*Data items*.
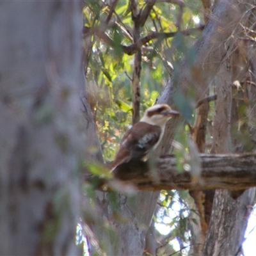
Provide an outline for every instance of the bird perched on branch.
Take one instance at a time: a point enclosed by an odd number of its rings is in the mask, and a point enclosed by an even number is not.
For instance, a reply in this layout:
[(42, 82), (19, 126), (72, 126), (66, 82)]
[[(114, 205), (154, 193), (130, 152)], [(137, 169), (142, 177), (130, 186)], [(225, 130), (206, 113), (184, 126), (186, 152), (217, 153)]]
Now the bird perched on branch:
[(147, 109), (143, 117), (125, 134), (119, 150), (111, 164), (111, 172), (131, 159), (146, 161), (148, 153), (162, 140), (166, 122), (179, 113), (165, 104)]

*OBJECTIVE*.
Reproduce every line of the material above, requests included and pictures omitted. Multiply each polygon vertex coordinate in the answers by 1.65 and round it to the nearest whole number, with halves rounded up; leave the numbers in the requests and their sample layouts as they are.

*RESULT OF THIS EXERCISE*.
Provide an outline for every instance of the bird perched on branch.
Take one instance at a time: a point enclosed by an odd number of its rings is in the mask, and a point enclosed by an even number is not.
For instance, a reply in this layout:
[(42, 82), (19, 126), (72, 126), (66, 82)]
[[(114, 205), (154, 193), (130, 152)], [(137, 169), (142, 177), (130, 186)], [(225, 130), (206, 113), (184, 126), (186, 152), (217, 153)]]
Now the bird perched on branch:
[(243, 180), (236, 193), (206, 221), (196, 248), (183, 271), (183, 284), (216, 262), (241, 266), (244, 252), (267, 231), (274, 201), (295, 186), (272, 172)]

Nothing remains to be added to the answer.